■ Aim of the exercise: Reproduce every line of the data below without changing anything.

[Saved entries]

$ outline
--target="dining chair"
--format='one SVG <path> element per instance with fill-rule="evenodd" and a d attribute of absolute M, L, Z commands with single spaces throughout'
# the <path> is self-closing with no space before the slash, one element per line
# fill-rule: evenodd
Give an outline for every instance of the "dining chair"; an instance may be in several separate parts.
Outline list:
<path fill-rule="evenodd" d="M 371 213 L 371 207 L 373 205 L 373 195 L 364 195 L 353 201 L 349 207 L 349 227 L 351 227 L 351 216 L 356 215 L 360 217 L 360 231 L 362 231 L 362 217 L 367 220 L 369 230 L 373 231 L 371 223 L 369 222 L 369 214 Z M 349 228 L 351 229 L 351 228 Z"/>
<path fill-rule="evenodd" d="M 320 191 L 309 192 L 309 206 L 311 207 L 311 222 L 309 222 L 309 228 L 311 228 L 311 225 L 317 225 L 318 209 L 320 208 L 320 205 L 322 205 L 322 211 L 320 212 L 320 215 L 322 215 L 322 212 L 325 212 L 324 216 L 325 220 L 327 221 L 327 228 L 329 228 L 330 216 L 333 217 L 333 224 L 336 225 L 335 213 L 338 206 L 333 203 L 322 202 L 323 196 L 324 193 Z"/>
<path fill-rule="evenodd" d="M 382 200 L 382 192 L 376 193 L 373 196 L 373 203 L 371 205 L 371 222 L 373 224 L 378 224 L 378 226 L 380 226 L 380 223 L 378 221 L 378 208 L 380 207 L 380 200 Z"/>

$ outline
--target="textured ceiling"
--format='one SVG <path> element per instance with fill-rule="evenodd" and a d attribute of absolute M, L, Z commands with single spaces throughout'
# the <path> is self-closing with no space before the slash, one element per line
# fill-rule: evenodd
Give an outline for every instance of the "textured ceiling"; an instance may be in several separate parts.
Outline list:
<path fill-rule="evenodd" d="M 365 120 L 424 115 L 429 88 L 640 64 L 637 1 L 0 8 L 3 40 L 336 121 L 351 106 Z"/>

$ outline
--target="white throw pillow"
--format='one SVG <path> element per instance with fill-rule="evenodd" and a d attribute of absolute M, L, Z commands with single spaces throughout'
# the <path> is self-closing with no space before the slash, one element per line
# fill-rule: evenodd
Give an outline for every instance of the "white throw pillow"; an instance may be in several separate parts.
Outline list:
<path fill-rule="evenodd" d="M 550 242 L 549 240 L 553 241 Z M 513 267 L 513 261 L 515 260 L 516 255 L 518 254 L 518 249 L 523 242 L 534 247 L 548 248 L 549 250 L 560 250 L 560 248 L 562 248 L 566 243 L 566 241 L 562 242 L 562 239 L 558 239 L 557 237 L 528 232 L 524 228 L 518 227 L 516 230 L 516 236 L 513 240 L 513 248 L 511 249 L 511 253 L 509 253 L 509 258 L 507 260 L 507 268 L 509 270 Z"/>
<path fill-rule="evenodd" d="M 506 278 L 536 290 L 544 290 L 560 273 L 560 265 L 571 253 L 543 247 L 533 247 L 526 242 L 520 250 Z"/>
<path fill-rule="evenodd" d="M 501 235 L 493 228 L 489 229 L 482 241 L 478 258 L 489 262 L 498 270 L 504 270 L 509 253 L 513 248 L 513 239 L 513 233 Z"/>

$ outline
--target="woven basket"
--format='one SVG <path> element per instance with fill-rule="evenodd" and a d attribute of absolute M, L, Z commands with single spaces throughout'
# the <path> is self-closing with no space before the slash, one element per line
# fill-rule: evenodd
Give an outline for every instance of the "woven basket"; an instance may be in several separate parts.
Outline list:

■ The solution:
$ outline
--target="dining chair"
--format='one SVG <path> element per instance with fill-rule="evenodd" and a d attribute of absolute M, L, Z commands with single spaces throughout'
# the <path> is self-closing with no space before the slash, one element per line
# fill-rule: evenodd
Give an outline for every instance of the "dining chair"; an instance may be in several separate parts.
Outline list:
<path fill-rule="evenodd" d="M 371 213 L 371 207 L 373 205 L 373 195 L 364 195 L 353 201 L 349 207 L 349 227 L 351 227 L 351 216 L 356 215 L 360 217 L 360 231 L 362 231 L 362 217 L 367 220 L 369 230 L 373 231 L 371 223 L 369 222 L 369 214 Z M 349 228 L 351 229 L 351 228 Z"/>
<path fill-rule="evenodd" d="M 320 191 L 309 192 L 309 206 L 311 207 L 311 222 L 309 222 L 309 228 L 311 228 L 311 225 L 317 225 L 318 209 L 320 208 L 320 205 L 322 205 L 322 211 L 320 212 L 320 215 L 322 215 L 322 212 L 325 212 L 324 216 L 325 220 L 327 221 L 327 228 L 329 228 L 330 216 L 333 217 L 333 224 L 336 225 L 335 213 L 338 206 L 333 203 L 322 202 L 323 196 L 324 193 Z"/>
<path fill-rule="evenodd" d="M 382 200 L 382 192 L 376 193 L 373 196 L 373 203 L 371 205 L 371 222 L 373 224 L 378 224 L 378 226 L 380 226 L 380 223 L 378 221 L 378 208 L 380 207 L 380 200 Z"/>

$ outline
--target="textured ceiling"
--format='one SVG <path> element per instance with fill-rule="evenodd" and a d attribute of absolute M, L, Z commands with single spaces throughout'
# the <path> is self-closing with no space before the slash, one element per line
# fill-rule: evenodd
Give an outline for every instance of the "textured ceiling"; an instance may be in several separate parts.
Outline list:
<path fill-rule="evenodd" d="M 365 120 L 424 115 L 429 88 L 640 64 L 637 1 L 0 8 L 3 40 L 336 121 L 351 106 Z"/>

$ outline
--target="white throw pillow"
--format='one SVG <path> element per instance with fill-rule="evenodd" and a d attribute of absolute M, L, Z commands with single spaces throughout'
# the <path> is self-closing with no space before the slash, one element per line
# fill-rule: evenodd
Give an outline for every instance of the "white throw pillow"; an instance may be in several separate parts.
Outline list:
<path fill-rule="evenodd" d="M 550 242 L 549 240 L 553 241 Z M 513 267 L 513 261 L 515 260 L 516 255 L 518 254 L 518 249 L 523 242 L 534 247 L 548 248 L 549 250 L 560 250 L 560 248 L 562 248 L 566 243 L 566 241 L 562 242 L 562 239 L 558 239 L 557 237 L 528 232 L 524 228 L 518 227 L 516 230 L 516 236 L 513 240 L 513 248 L 511 249 L 511 253 L 509 253 L 509 258 L 507 260 L 507 268 L 509 270 Z"/>
<path fill-rule="evenodd" d="M 506 278 L 536 290 L 544 290 L 560 273 L 560 265 L 571 253 L 543 247 L 533 247 L 526 242 L 520 250 Z"/>
<path fill-rule="evenodd" d="M 501 235 L 493 228 L 489 229 L 482 241 L 478 258 L 489 262 L 498 270 L 504 270 L 509 253 L 513 248 L 513 239 L 513 233 Z"/>

$ outline
--target="woven basket"
--format='one SVG <path> element per instance with fill-rule="evenodd" and a d attribute of absolute M, L, Z commands with single spaces throughout'
# the <path> is self-closing with no space before the slash, one element per line
# fill-rule: evenodd
Give an outline for every instance of the "woven basket"; an instance may be in several separate parts.
Outline list:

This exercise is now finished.